[DOCUMENT SECTION — start]

In 2011, and later as well, ‘Mai Bhi Anna’ became the rallying cry where caps with this slogan would be worn by countless Indians, each of whom was considered to be a force multiplier of the social reformist who quickly captured the imagination of a generation that never experienced anything like this before. In 2024, ‘We Want Justice’ became the rallying slogan from Bengal’s Alipurduar to Kolkata’s Jadavpur and Mumbai’s Lokhandwala to Delhi’s AIIMS.

While one was against corruption and another against alleged cover-ups in a sensational rape and murder case, angst in both cases was directed against the sitting government.

The Congress-ruled UPA had to weather tough times when senior ministers like Pranab Mukherjee were pressed into action to broker peace, albeit unsuccessfully. Now, Bengal Chief Minister Mamata Banerjee herself has tried to douse the fire and probably for the first time hinted she was open to a CBI probe before the Calcutta High Court transferred the investigation to the central agency.

In hindsight, one would say the BJP politically exploited the Anna movement to its benefit by amplifying corruption charges brought by India Against Corruption (the body that was steering the Anna movement) against the Congress, every second day. The BJP’s 2014 Lok Sabha election tone was set by the Anna movement. From releasing the ‘most corrupt list’ to doing ‘exposes’ on a variety of alleged scams, the Anna movement in more ways than one pre-decided Prime Minister Narendra Modi’s key election promise — ‘Achhe Din’.

But with the Kolkata rape attaining similar stature in public imagination and the Bengal assembly election just two years away, what is the BJP up to?

The party has held regular dharnas, involved the Mahila Morcha for a planned march till Banerjee’s residence, held midnight protests, and conducted multiple press conferences across India by different leaders while staying away from directly joining the doctors’ stir at the RG Kar Hospital to sustain its apolitical nature and hence its legitimacy.

[DOCUMENT SECTION — finish]

▸ **TASKS TO COMPLETE**
1. In the article comparing the Anna movement with the Kolkata protests, what slogan became the rallying cry in 2024?
2. Carry the article comparing the Anna movement with the Kolkata protests forward from its last sentence.

[RECORD SET — start]

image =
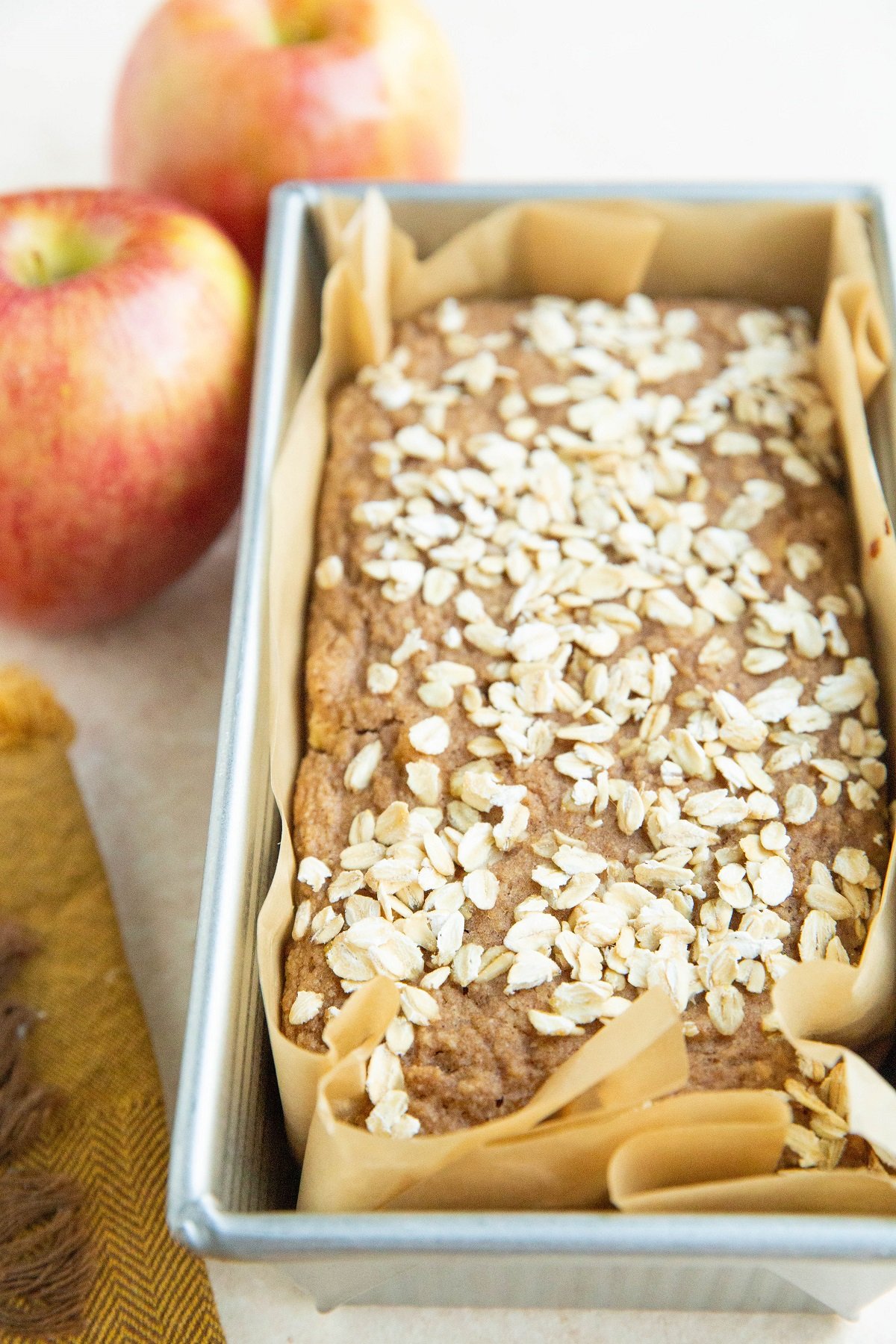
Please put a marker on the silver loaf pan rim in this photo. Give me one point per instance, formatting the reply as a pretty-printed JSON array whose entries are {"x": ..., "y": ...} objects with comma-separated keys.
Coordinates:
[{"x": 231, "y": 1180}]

[RECORD SET — finish]
[RECORD SET — start]

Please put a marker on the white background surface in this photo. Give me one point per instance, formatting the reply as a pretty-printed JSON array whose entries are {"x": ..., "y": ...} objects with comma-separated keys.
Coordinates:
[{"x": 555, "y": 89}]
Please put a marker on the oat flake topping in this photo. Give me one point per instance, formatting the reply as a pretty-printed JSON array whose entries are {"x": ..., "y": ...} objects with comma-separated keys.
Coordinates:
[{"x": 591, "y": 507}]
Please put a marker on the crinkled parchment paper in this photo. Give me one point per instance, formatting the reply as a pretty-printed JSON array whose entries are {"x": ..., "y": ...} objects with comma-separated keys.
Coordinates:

[RECORD SET — finish]

▸ **RESPONSES**
1. "We Want Justice"

2.
BJP state chief Sukanta Majumdar shot off a letter to Union Home Minister Amit Shah, asking for a probe on the midnight vandalism and violence at the hospital, while the prime minister — speaking from the ramparts of the Red Fort on Independence Day — mentioned women’s security issues without naming any incident.

“We need to stop atrocities on our women. People are angered by what is happening to women across the country. All of us need to take this issue seriously, both at the state and central level. Action needs to be quick and swift and media must highlight the punishment given to the perpetrators so that it can act as a deterrent,” PM Modi said, expressing his pain over the rising crimes against women, less than 12 hours after the Kolkata vandalism.

What the BJP intends primarily is to make a dent in the women voters who have been standing rock solid with the Trinamool Congress. The discourse over Sandeshkhali seems not to have impacted the TMC as it won 29 seats. But the BJP is betting big on this as it is convinced the connection Bengal’s 3.73 crore voters can feel with a young doctor in Kolkata’s reputed hospital being raped and killed by a civic volunteer is much higher than a connect they would feel with women in an island whose versions also kept changing.

The victim feels like the girl next door — a familiarity that made many women and men come out to the streets to “reclaim the night” in a spontaneous social media-driven call.